UIT TE VOEREN.
Kun je uit het fragment over intern beraad letterlijk overschrijven wat er staat van "Onevenredige schade aan" tot "beraad onevenredig schaadt."?

== TE LEZEN FRAGMENT

Onevenredige schade aan het kunnen voeren van intern beraad
Op grond van artikel 5.2, derde lid, van de Woo wordt uit documenten opgesteld ten behoeve van formele bestuurlijke besluitvorming informatie verstrekt over persoonlijke beleidsopvattingen in niet tot personen herleidbare vorm, tenzij het kunnen voeren van intern beraad onevenredig wordt geschaad. Met andere woorden: documenten ten behoeve van formele bestuurlijke besluitvorming moeten geanonimiseerd openbaar worden gemaakt, tenzij dit intern beraad onevenredig schaadt. 

Het is volgens de Afdeling aan het bestuursorgaan om aannemelijk te maken dat het kunnen voeren van intern beraad door openbaarmaking in niet tot personen herleidbare vorm van documenten, opgesteld ten behoeve van formele bestuurlijke besluitvorming, onevenredig wordt geschaad. Het bestuursorgaan moet in dat kader aannemelijk maken dat het kunnen voeren van intern beraad door openbaarmaking in niet tot personen herleidbare vorm daadwerkelijk wordt gehinderd. De mening over eventuele hinder, ondervonden door de betrokken ambtenaar of ambtenaren, kan daarbij een rol spelen, maar is niet beslissend. Volgens de Afdeling moet het bestuur zorgen voor een goede besluitvorming en voldoende beleidsintimiteit en draagt zodoende de verantwoordelijkheid om te beslissen of die informatie openbaar kan worden gemaakt.[5] 

Andere belangen om deze persoonlijke beleidsopvattingen niet openbaar te maken, kunnen niet met deze weigeringsgrond worden geweigerd. De Afdeling overweegt dat voor zover andere belangen nopen tot het weigeren van openbaarmaking, het op de weg van het bestuursorgaan ligt om dan die andere weigeringsgrond of -gronden daadwerkelijk in te roepen. In het geval van bijvoorbeeld informatie over de procespositie van een bestuursorgaan of publiekrechtelijk lichaam kan het bestuursorgaan de weigeringsgrond van artikel 5.1, tweede lid, aanhef en onder i, van de Woo inroepen. Met name dit laatste is voor bestuursorganen van belang om de correspondentie met ambtenaren en advocaten over de procespositie van een bestuursorgaan niet openbaar te hoeven maken. De Afdeling deed hiervoor al eerder een belangrijke schot voor de boeg.[6]  

Concrete aanbeveling voor bestuursorganen
Ons advies is om bij het beoordelen van documenten in het kader van een Woo-verzoek goed af te wegen of deze documenten in het kader van formele besluitvorming tot stand zijn gekomen. Dit verschilt van geval tot geval. Deze uitspraak geeft in ieder geval belangrijke handvatten om te beoordelen dat geen sprake is van formele besluitvorming.

====
== GEGEVENSUITTREKSEL

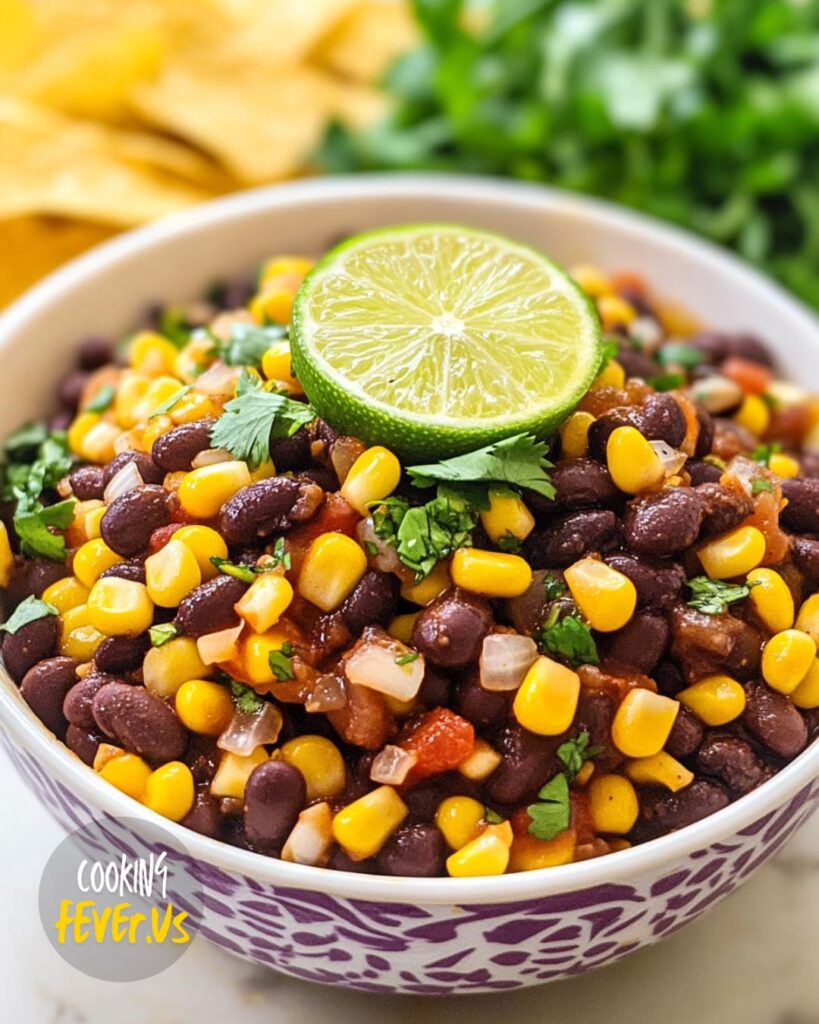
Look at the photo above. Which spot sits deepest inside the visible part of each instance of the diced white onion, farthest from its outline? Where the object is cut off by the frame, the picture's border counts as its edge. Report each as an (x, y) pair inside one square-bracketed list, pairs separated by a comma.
[(391, 766), (673, 460), (250, 729), (210, 457), (375, 663), (505, 659), (221, 646), (125, 479)]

====

JOUW OPLOSSING.
Onevenredige schade aan het kunnen voeren van intern beraad
Op grond van artikel 5.2, derde lid, van de Woo wordt uit documenten opgesteld ten behoeve van formele bestuurlijke besluitvorming informatie verstrekt over persoonlijke beleidsopvattingen in niet tot personen herleidbare vorm, tenzij het kunnen voeren van intern beraad onevenredig wordt geschaad. Met andere woorden: documenten ten behoeve van formele bestuurlijke besluitvorming moeten geanonimiseerd openbaar worden gemaakt, tenzij dit intern beraad onevenredig schaadt.